→ **Request**:
Reproduce the records below exactly as they appear.

→ **Data provided**:
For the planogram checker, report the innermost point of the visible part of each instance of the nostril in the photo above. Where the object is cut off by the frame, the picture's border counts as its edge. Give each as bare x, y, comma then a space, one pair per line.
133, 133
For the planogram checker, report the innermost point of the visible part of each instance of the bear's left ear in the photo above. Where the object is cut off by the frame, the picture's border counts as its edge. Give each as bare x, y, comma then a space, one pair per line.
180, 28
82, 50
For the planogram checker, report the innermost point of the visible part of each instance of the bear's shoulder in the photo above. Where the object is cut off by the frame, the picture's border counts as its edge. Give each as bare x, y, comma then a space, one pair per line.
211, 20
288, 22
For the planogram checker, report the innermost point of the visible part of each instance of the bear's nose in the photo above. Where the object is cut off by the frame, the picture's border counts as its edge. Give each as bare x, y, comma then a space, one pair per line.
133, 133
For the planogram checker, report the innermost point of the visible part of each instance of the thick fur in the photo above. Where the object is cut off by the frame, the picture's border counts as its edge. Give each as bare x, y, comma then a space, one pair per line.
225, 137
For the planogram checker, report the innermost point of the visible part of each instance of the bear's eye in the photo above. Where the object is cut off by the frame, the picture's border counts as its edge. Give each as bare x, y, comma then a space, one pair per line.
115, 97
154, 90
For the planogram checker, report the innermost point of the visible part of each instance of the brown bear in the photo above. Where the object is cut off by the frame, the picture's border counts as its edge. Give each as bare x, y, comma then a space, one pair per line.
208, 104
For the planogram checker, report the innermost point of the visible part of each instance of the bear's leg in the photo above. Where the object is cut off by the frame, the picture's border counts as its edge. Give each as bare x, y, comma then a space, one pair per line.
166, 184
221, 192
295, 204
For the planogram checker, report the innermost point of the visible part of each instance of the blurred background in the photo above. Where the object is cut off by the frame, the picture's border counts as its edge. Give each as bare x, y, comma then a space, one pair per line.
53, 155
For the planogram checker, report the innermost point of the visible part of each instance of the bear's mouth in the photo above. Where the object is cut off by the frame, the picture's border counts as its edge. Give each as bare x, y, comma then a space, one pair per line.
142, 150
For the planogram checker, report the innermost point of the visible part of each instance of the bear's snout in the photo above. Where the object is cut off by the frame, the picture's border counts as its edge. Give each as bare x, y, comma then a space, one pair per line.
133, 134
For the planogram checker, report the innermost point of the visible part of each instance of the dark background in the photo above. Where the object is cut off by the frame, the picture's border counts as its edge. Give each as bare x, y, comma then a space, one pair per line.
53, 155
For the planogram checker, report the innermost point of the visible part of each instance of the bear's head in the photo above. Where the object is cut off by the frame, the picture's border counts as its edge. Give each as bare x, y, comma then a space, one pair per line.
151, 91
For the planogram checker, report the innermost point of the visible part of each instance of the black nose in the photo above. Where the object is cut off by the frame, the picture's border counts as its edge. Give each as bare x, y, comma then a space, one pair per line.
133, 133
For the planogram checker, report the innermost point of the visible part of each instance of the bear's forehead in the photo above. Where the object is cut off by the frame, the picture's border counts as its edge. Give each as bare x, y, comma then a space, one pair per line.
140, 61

→ **Answer to this task**:
For the planogram checker, report the innermost point of the visible part of each instance of the nostril in the photo above. Where the object is cut off by the frame, the picture's border counts as its edge. Give each as bare x, y, comma then a space, one pair per line.
133, 133
For the planogram checker, report the innermost point of the visible part of each instance of the bear's left ear in the photo above. Where the object is cut off by the frame, the picture's border counts as its edge. Give each as bare x, y, comma then a space, one pair per line.
180, 28
82, 50
For the planogram checker, report the innermost point of the visible part of each instance of the bear's shoulder in the photo above. Where the object is cut off by the frame, the picture's border counts as its edge. Give each as bare x, y, comma then a space, one pair per line.
211, 20
288, 22
For the planogram checker, report the innermost point of the visible part of each instance of the bear's nose in the photo above. Where the object is cut off by the frame, the picture's border counts as its edge. Give each as bare x, y, comma then a space, one pair per line.
133, 133
For the planogram checker, report the innermost point of the visible part of each instance of the thick fur in the photo above. Where the object is cut off by the frame, the picture's border counts as its edge. Give each as bare x, y, comma then a space, one pair per line.
225, 137
For the planogram checker, report the innermost point of the visible part of each instance of the bear's eye in the photo above. Where the object is cut off by the frame, the picture's border counts as its edge. Give each as bare x, y, comma then a space, one pair per line.
115, 97
154, 90
For the planogram checker, report the innermost point of the visible part of each instance of the brown bear in the photo above. Where the object is cut off by the frame, the picture's border counts as its edge. Give each as bare x, y, comma then a space, one pair per line.
208, 104
For the planogram checker, report the innermost point of the visible part of each instance of the bear's leg in the photo above. Where the object is cut off by the frame, the picture's border counts as its edge. Give each as bare x, y, comma then a space, one pair per line.
166, 184
221, 192
295, 204
For the planogram checker, report the innermost point of the visible part of each instance of the blurred background in the photo above. Where the object is cut off by the frame, the picture's border counts as its edge. Give each as bare x, y, comma then a space, one pair per line.
53, 155
For the planogram checker, report the innermost point of the visible part of each instance of the bear's mouth in the photo above. Where the object is cut off by the frame, the picture's border counts as its edge. Give each as bare x, y, comma then a space, one pair per line.
142, 150
For the planogram checker, report the innermost point of the visible part of each instance of the bear's snout in the photo above. Where the object is cut off by the frame, the picture's border counts as its edge. Give each as bare x, y, comma then a space, one pair per line.
133, 134
For the planogram checker, report the innermost point of the visible part of each instance of the dark background in the photo above. Where the object is cut off by the frame, the picture's border counts as its edge. Give each as bare x, y, comma then a space, one pair per line.
53, 155
For the planogram checker, report the innermost point of the visible part of each instance of the bear's head in the photo above. Where the object is cut off by the frame, the picture's border counts as its edge. Give each as bare x, y, comma then a space, one pair per line.
151, 91
For the planogram checker, report the innermost point of the visible part of each instance of the black nose in the photo above. Where the object is cut off by the frame, the picture's border counts as its edge. Give each as bare x, y, comma then a space, one pair per line.
133, 133
For the planogram checker, report the innermost point of the visible part of each instance of the bear's forehead in the photo above. Where the object is cut off by the frame, the picture's border counts as its edge. Give each as bare x, y, comma then a space, one pair per line.
140, 61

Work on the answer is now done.